- [OBJECTIF DE L'EXERCICE]: D'après le texte sur les salons du livre dans l'Ouest de la France, quel est le seul véritable grand salon généraliste de la moitié occidentale du pays ?

- [DOCUMENT]:
En terre de... mission

Je ne sais pas pourquoi, mais il y a peu de salons du livre dans l'Ouest de la France. Saint-Louis et Colmar en Alsace, Nancy et Metz en Lorraine, Besançon en Franche-Comté, Saint-Étienne et le Quai du polar lyonnais en Rhône-Alpes, Nice, Toulon, La Gaude, Mouans-Sartoux et bien d'autres en PACA, Montpellier en Languedoc, Limoges et bien sûr Brive en Limousin, comptent tous parmi les plus importants du "circuit".

À l'Ouest, en revanche, en dehors de Saint-Malo dédié aux livres de voyage, de quelques petits salons bretons à l'audience locale, comme aussi ceux de Caen ou Saumur, on ne compte guère que Bordeaux, qui a connu bien des vicissitudes et des éclipses, et surtout La vingt-cinquième heure du livre du Mans, seul véritable grand salon généraliste de la moitié occidentale de notre beau pays. Aucune des villes importantes, Le Havre ou Rouen, Tours, Angers, Rennes ou Nantes, Poitiers ou Bayonne, n'a jugé utile d'encourager la lecture par ce genre de manifestations qui permettent pourtant aux lecteurs de découvrir des auteurs qui n'ont pas d'accès au jeu pipeauté des médias, et aux auteurs de rencontrer des libraires et les lecteurs dont les dysfonctionnements de la critique française leur interdisent l'accès.

Mais il y a Le Printemps du livre de Montaigu... la digue, la digue. C'est la raison pour laquelle, après en avoir entendu parler par des "collègues", j'avais souhaité être présent à ce salon. Un salon qui m'a invité le ouiquende dernier. Eric, un lecteur devenu un ami, avait saisi l'occasion pour suggérer au Mot Passant, librairie choletaise, de m'organiser une signature vendredi. Ce qui fut fait : merci à Eric et merci au Mot Passant.

Et puis samedi matin, nous prîmes la route pour rejoindre Montaigu. J'étais déjà passé par la Vendée. Passé. La première chose qui frappe, surtout un mécréant comme moi, surtout le lendemain des déclarations abracadabrantesques de l'évêque d'Orléans - encore un sérieux celui-là ! - sur la structure du latex et la taille des spermatozoïdes - c'est que c'est pas la moitié d'un con, monseigneur, il en connaît un bout là-dessus -, c'est la densité des calvaires, la taille des églises et le nombre des écoles Jeanne d'Arc.

On sent tout de suite qu'on n'est pas ailleurs, qu'il y a comme un micro-climat, une ambiance.

- [DONNÉES ENREGISTRÉES]:
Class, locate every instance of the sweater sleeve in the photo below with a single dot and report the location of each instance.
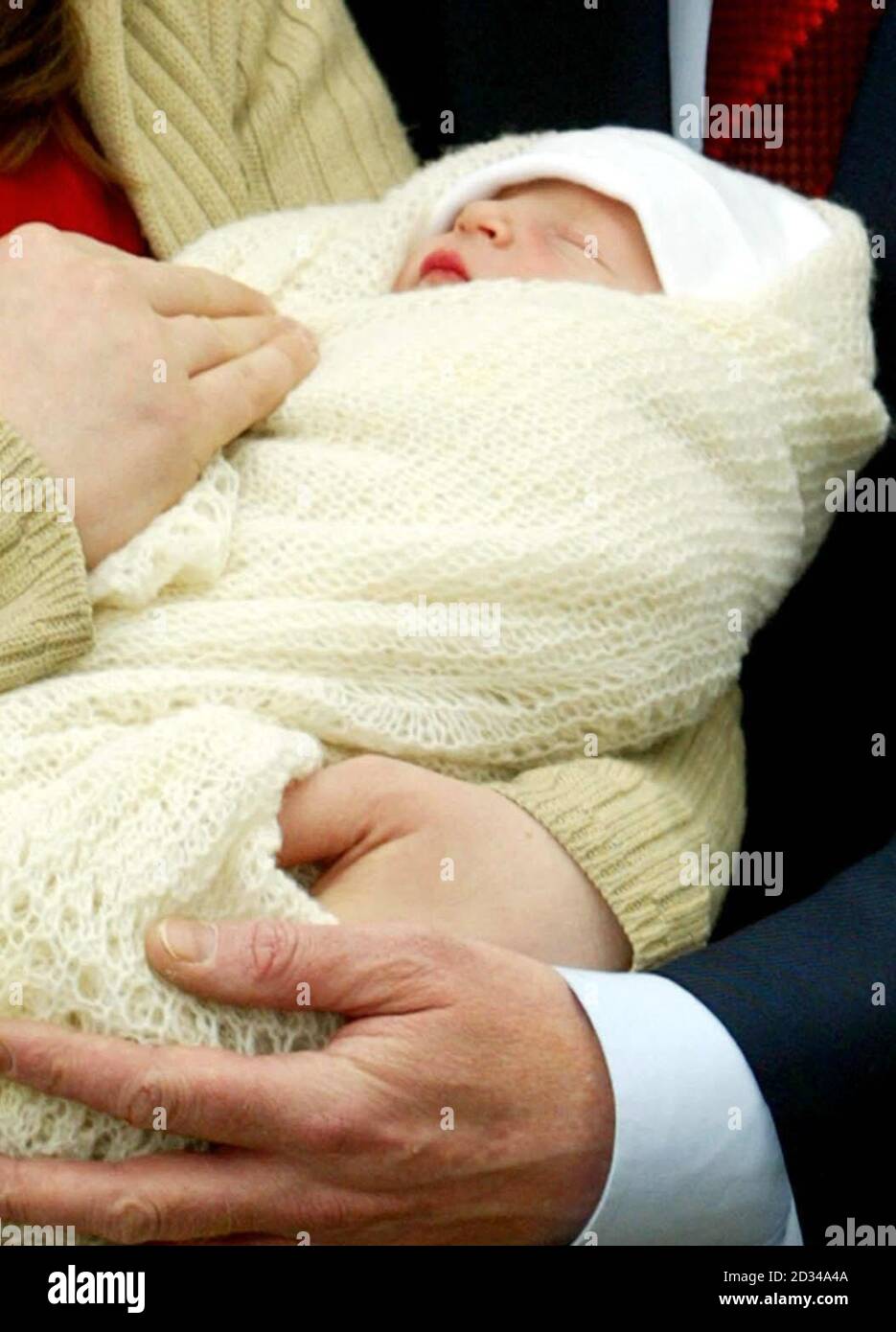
(626, 820)
(45, 617)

- [SOLUTION PROPOSÉE]: La vingt-cinquième heure du livre du Mans.